Named-object pointing records
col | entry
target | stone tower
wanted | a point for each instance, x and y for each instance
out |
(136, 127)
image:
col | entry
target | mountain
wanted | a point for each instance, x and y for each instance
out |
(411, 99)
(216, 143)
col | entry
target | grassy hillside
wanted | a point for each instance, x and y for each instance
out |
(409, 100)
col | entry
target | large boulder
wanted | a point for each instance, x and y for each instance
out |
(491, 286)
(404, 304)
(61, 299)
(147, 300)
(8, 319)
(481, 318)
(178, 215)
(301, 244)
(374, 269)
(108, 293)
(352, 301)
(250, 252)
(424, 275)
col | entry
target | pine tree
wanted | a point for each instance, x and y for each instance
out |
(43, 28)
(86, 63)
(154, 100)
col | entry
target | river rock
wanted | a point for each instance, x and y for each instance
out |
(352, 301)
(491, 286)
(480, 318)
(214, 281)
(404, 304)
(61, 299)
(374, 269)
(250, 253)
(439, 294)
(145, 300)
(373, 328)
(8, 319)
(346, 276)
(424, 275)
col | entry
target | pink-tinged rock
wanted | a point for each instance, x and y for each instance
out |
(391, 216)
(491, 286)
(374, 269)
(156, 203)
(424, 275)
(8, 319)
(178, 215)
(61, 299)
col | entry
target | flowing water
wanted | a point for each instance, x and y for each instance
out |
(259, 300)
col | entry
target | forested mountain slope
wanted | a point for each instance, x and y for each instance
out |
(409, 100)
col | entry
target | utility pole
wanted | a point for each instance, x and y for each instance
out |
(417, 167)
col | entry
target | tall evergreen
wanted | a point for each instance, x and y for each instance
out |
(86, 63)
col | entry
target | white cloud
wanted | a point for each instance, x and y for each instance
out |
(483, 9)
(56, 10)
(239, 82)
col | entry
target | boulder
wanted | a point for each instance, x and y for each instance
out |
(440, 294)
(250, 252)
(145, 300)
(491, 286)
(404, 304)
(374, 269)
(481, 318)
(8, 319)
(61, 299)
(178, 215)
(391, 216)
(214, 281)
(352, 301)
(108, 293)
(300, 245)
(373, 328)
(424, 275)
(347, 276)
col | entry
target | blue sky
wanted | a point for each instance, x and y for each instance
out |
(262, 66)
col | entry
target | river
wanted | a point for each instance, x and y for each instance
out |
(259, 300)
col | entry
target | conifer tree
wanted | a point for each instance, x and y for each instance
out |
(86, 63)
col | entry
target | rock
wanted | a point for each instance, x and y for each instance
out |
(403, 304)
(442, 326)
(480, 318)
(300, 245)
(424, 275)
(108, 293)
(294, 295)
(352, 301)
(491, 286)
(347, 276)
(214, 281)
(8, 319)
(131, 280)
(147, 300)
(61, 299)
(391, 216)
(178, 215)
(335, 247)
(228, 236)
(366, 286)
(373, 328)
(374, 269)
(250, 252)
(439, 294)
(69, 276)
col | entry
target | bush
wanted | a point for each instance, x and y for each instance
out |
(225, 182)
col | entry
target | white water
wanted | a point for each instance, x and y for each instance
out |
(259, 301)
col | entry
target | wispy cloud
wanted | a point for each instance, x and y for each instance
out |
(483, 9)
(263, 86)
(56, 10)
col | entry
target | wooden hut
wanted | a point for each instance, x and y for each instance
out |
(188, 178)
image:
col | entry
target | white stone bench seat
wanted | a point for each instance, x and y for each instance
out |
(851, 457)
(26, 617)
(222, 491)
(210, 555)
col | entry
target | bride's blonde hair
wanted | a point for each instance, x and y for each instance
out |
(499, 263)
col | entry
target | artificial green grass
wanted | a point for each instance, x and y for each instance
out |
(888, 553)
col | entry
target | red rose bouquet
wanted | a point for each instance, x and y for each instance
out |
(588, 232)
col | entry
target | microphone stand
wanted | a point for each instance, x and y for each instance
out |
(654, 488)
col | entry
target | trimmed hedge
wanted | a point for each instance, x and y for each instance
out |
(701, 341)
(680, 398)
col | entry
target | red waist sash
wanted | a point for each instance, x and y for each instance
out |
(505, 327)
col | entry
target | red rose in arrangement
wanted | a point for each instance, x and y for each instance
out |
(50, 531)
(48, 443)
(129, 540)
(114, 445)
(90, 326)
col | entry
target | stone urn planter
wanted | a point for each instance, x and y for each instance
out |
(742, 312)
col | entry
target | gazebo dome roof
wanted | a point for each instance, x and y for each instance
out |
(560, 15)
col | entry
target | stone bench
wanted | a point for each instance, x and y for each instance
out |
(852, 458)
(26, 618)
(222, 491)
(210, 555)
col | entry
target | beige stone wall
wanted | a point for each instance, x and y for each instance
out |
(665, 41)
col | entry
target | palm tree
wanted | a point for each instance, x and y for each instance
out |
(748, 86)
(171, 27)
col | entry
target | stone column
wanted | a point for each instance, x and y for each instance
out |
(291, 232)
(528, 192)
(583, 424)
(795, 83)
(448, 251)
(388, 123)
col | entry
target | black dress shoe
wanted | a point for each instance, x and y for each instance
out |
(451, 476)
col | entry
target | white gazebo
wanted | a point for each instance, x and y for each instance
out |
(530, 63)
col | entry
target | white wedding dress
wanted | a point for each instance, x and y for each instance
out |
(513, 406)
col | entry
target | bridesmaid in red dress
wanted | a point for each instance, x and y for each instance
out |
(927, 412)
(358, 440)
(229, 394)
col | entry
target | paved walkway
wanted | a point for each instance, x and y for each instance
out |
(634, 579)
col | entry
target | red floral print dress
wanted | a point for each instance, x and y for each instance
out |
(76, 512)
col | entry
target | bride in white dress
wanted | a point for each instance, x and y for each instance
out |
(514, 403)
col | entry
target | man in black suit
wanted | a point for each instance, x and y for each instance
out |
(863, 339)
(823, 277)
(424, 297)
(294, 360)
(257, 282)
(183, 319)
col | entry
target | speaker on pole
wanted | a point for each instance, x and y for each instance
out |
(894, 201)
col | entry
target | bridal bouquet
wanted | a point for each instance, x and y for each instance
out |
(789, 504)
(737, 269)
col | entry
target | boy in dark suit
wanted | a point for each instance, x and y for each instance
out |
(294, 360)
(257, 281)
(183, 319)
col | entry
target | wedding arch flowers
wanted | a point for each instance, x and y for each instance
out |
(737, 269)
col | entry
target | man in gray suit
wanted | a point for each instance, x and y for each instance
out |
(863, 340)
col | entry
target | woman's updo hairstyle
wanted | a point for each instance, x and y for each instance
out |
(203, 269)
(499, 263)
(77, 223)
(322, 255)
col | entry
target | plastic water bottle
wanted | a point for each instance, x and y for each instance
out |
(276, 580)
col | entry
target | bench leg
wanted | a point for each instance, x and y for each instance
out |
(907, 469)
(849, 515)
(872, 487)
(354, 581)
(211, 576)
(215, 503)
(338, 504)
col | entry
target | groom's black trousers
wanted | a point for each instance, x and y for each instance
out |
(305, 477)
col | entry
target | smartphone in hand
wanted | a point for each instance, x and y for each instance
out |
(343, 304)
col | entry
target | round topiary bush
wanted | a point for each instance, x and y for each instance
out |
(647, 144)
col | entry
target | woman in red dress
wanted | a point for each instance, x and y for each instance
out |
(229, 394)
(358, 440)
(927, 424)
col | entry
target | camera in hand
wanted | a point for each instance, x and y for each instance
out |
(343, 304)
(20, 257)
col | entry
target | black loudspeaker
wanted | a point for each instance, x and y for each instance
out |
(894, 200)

-- GIVEN PROBLEM --
Can you give every line above again, exactly as written?

-- TASK SOLUTION --
col | entry
target | stone tower
wanted | a point for each instance, x and y for each instance
out |
(136, 127)
image:
col | entry
target | mountain
wanted | a point for each instance, x and y for each instance
out |
(411, 99)
(216, 143)
col | entry
target | grassy hillside
wanted | a point for each instance, x and y for each instance
out |
(409, 100)
col | entry
target | large boulder
wanted | a point for each instance, x and y for each instance
out |
(491, 286)
(404, 304)
(61, 299)
(147, 300)
(8, 319)
(481, 318)
(178, 215)
(301, 244)
(374, 269)
(108, 293)
(352, 301)
(250, 252)
(424, 275)
col | entry
target | pine tree
wanted | a point for each instance, x and y for each instance
out |
(43, 28)
(86, 63)
(154, 100)
col | entry
target | river rock
wanted | a point for each instance, x and y for each instance
out |
(352, 301)
(491, 286)
(480, 318)
(214, 281)
(404, 304)
(61, 299)
(374, 269)
(250, 253)
(439, 294)
(145, 300)
(373, 328)
(8, 319)
(346, 276)
(424, 275)
col | entry
target | pink-tinged rock
wanted | a point for each instance, x and y for each instance
out |
(391, 216)
(491, 286)
(374, 269)
(156, 203)
(424, 275)
(8, 319)
(178, 215)
(61, 299)
col | entry
target | flowing water
wanted | a point for each instance, x and y for each instance
out |
(259, 300)
col | entry
target | forested mountain slope
wanted | a point for each instance, x and y for each instance
out |
(409, 100)
col | entry
target | utility pole
wanted | a point for each instance, x and y for each instance
out |
(417, 167)
col | entry
target | tall evergreen
wanted | a point for each instance, x and y for each instance
out |
(86, 63)
col | entry
target | white cloud
wanted | a point for each instance, x and y for each instance
out |
(483, 9)
(56, 10)
(239, 82)
col | entry
target | boulder
wanted | a point for each instance, x and y for each instance
out |
(440, 294)
(250, 252)
(145, 300)
(491, 286)
(404, 304)
(374, 269)
(481, 318)
(8, 319)
(61, 299)
(178, 215)
(391, 216)
(214, 281)
(352, 301)
(108, 293)
(300, 245)
(373, 328)
(424, 275)
(347, 276)
col | entry
target | blue sky
wanted | a point for each instance, x and y for each instance
out |
(262, 66)
col | entry
target | river
wanted | a point for each instance, x and y for each instance
out |
(259, 300)
col | entry
target | conifer tree
wanted | a point for each instance, x and y for each instance
out |
(86, 63)
col | entry
target | rock
wanted | a point for each instance, x and y for each instance
out |
(403, 304)
(442, 326)
(480, 318)
(300, 245)
(424, 275)
(108, 293)
(294, 295)
(352, 301)
(491, 286)
(347, 276)
(214, 281)
(8, 319)
(131, 280)
(147, 300)
(61, 299)
(391, 216)
(178, 215)
(335, 247)
(228, 236)
(366, 286)
(373, 328)
(374, 269)
(250, 252)
(439, 294)
(69, 276)
col | entry
target | bush
wanted | a point for each instance, x and y for each instance
out |
(225, 182)
col | entry
target | white water
wanted | a point for each instance, x and y for each instance
out |
(259, 301)
col | entry
target | wispy cloud
wanted | a point for each instance, x and y for each instance
out |
(483, 9)
(263, 86)
(56, 10)
col | entry
target | wooden hut
wanted | a point for each instance, x and y for each instance
out |
(188, 178)
image:
col | entry
target | white stone bench seat
wanted | a point for each instance, x and y for each instance
out |
(851, 457)
(26, 617)
(222, 491)
(210, 555)
col | entry
target | bride's blonde hair
wanted | a point for each instance, x and y for each instance
out |
(499, 263)
col | entry
target | artificial green grass
wanted | a point for each instance, x and y for each instance
out |
(888, 553)
col | entry
target | red rose bouquet
wanted | a point for each instance, x and y for each instance
out |
(588, 232)
col | entry
target | microphone stand
wanted | a point for each instance, x and y for each instance
out |
(654, 488)
col | entry
target | trimmed hedge
wanted | a point for each instance, x and y for each instance
out |
(701, 341)
(680, 398)
col | entry
target | red waist sash
wanted | a point for each instance, x and y for each instance
out |
(505, 327)
col | entry
target | red rose in arrangement
wanted | a point for each instance, x and y for each instance
out |
(50, 531)
(48, 443)
(129, 540)
(114, 445)
(90, 326)
col | entry
target | stone urn planter
wanted | a point for each instance, x and y for each instance
out |
(742, 312)
col | entry
target | gazebo dome roof
wanted | a point for each instance, x and y for each instance
out |
(560, 15)
col | entry
target | stone bench
wanted | a point for each instance, x and y for each instance
out |
(852, 458)
(26, 618)
(222, 491)
(210, 555)
col | entry
target | beige stone wall
wanted | a point for each instance, x and y for each instance
out |
(665, 41)
col | entry
target | palm tree
wanted | a point for each instance, x and y for each instance
out |
(748, 86)
(171, 27)
col | entry
target | stone column
wanted | a point for each instance, x and y for each instance
out |
(291, 232)
(528, 192)
(583, 424)
(795, 83)
(448, 251)
(388, 123)
col | entry
target | black dress shoe
wanted | a point for each instance, x and y for each instance
out |
(451, 476)
col | entry
target | white gazebo
wanted | a point for each instance, x and y for each instance
out |
(530, 63)
col | entry
target | white wedding dress
wanted | a point for each instance, x and y for each instance
out |
(513, 406)
col | entry
target | bridesmaid in red dress
wanted | a point for each instance, x and y for each instance
out |
(927, 412)
(358, 440)
(229, 394)
col | entry
target | paved walkway
wanted | a point for each instance, x and y for each instance
out |
(634, 579)
col | entry
target | red floral print dress
wanted | a point for each instance, x and y for each instance
out |
(76, 512)
col | entry
target | bride in white dress
wanted | a point for each instance, x and y for each instance
out |
(514, 403)
col | entry
target | man in black suit
wanted | a point for each instance, x and y for each instance
out |
(863, 339)
(823, 277)
(424, 297)
(294, 360)
(257, 282)
(183, 319)
col | entry
target | speaker on pole
wanted | a point for each instance, x and y for each instance
out |
(894, 201)
col | entry
target | bridal bouquet
wanted | a point for each instance, x and y for each instance
out |
(789, 504)
(737, 269)
col | entry
target | boy in dark suit
wanted | a point for each instance, x and y for each instance
out |
(294, 360)
(257, 281)
(183, 319)
col | entry
target | wedding arch flowers
wanted | a point for each instance, x and y for each instance
out |
(737, 269)
col | entry
target | man in gray suit
wanted | a point for each instance, x and y for each instance
out |
(863, 340)
col | entry
target | woman's updo hairstyle
wanted | a point for each instance, x and y for each instance
out |
(203, 269)
(499, 263)
(77, 223)
(322, 255)
col | entry
target | plastic water bottle
wanted | a point for each instance, x and y for each instance
out |
(276, 580)
col | entry
target | bench leg
wanted | a point for each instance, x and y for each instance
out |
(907, 469)
(849, 515)
(872, 487)
(354, 581)
(211, 576)
(215, 503)
(338, 504)
col | entry
target | groom's black trousers
wanted | a point for each instance, x and y for each instance
out |
(305, 477)
col | entry
target | smartphone in hand
wanted | a point for each instance, x and y for each instance
out |
(343, 304)
col | entry
target | round topiary bush
wanted | a point for each instance, x and y for each instance
out |
(647, 144)
col | entry
target | woman in red dress
wanted | a point for each instance, x and y for each instance
out |
(229, 394)
(358, 440)
(927, 424)
col | entry
target | camera in hand
wanted | a point for each instance, x and y for each instance
out |
(343, 304)
(20, 257)
col | entry
target | black loudspeaker
wanted | a point for each instance, x and y for each instance
out |
(894, 200)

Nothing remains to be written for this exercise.